Locate the line containing "point: pink water" in the material below; repeat it and every line after it, exactly as written.
## START Data to use
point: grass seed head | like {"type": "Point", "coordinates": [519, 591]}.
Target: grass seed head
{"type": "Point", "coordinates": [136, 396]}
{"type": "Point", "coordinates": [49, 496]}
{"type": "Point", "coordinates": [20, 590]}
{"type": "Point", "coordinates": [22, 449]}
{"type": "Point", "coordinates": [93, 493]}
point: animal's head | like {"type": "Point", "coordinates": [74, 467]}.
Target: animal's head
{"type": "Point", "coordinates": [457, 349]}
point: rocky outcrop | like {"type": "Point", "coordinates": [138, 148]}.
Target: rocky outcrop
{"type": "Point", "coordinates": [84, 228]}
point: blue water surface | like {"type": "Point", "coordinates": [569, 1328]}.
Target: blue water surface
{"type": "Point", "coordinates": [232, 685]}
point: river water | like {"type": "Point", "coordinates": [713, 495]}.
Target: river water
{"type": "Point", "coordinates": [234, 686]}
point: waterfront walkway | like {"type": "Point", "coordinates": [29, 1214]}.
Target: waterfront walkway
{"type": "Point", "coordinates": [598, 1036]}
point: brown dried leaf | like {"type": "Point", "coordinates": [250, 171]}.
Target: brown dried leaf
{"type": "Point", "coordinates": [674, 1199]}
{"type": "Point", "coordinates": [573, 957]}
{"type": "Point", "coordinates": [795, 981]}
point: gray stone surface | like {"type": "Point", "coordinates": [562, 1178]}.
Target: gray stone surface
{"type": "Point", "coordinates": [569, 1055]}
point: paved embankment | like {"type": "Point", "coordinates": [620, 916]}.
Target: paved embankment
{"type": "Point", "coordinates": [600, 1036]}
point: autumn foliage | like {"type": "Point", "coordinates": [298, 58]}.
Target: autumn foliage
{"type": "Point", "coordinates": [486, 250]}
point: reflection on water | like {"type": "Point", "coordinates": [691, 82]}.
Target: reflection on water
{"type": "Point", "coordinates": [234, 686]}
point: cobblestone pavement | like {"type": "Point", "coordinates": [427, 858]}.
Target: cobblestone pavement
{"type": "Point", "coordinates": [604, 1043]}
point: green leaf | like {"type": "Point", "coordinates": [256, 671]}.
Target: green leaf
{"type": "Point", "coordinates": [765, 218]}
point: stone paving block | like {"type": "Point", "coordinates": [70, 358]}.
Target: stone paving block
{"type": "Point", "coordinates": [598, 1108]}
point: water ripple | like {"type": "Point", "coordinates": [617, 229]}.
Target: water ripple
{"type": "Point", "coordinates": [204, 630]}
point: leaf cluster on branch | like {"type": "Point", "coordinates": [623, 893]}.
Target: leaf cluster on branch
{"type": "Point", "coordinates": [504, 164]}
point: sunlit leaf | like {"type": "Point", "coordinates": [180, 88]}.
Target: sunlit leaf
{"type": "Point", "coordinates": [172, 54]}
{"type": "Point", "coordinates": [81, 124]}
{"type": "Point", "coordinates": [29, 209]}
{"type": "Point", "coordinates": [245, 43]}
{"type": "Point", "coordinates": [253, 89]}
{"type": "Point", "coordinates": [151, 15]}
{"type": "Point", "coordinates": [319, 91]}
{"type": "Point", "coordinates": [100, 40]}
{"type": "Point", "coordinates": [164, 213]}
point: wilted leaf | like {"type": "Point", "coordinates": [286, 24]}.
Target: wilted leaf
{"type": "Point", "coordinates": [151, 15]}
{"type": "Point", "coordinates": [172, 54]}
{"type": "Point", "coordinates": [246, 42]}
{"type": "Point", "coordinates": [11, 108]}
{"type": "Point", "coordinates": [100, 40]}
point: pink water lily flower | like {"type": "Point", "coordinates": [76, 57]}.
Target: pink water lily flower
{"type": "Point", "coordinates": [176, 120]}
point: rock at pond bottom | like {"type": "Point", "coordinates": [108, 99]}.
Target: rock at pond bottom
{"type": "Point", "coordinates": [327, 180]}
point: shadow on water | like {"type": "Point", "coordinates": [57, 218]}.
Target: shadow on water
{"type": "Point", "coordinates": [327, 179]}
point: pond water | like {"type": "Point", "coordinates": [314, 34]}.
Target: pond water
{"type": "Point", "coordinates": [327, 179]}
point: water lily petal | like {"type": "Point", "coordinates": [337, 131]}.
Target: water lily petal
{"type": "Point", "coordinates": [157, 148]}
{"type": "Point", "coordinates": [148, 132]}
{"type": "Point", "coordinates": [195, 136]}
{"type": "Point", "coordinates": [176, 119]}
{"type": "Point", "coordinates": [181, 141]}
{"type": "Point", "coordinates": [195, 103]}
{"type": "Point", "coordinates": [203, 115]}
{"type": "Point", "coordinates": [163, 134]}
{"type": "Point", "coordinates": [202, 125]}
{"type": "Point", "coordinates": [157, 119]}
## END Data to use
Solution for this task:
point: pink water lily flower | like {"type": "Point", "coordinates": [76, 57]}.
Target: pink water lily flower
{"type": "Point", "coordinates": [176, 120]}
point: rock at pond bottom | like {"type": "Point", "coordinates": [108, 99]}.
Target: rock at pond bottom
{"type": "Point", "coordinates": [327, 180]}
point: shadow on water | like {"type": "Point", "coordinates": [57, 218]}.
Target: shadow on water
{"type": "Point", "coordinates": [327, 179]}
point: pond water | like {"type": "Point", "coordinates": [314, 34]}.
Target: pond water
{"type": "Point", "coordinates": [327, 179]}
point: water lily petal | like {"type": "Point", "coordinates": [337, 131]}.
Target: water lily petal
{"type": "Point", "coordinates": [157, 148]}
{"type": "Point", "coordinates": [148, 132]}
{"type": "Point", "coordinates": [195, 136]}
{"type": "Point", "coordinates": [176, 119]}
{"type": "Point", "coordinates": [181, 141]}
{"type": "Point", "coordinates": [195, 103]}
{"type": "Point", "coordinates": [203, 115]}
{"type": "Point", "coordinates": [163, 134]}
{"type": "Point", "coordinates": [202, 125]}
{"type": "Point", "coordinates": [157, 119]}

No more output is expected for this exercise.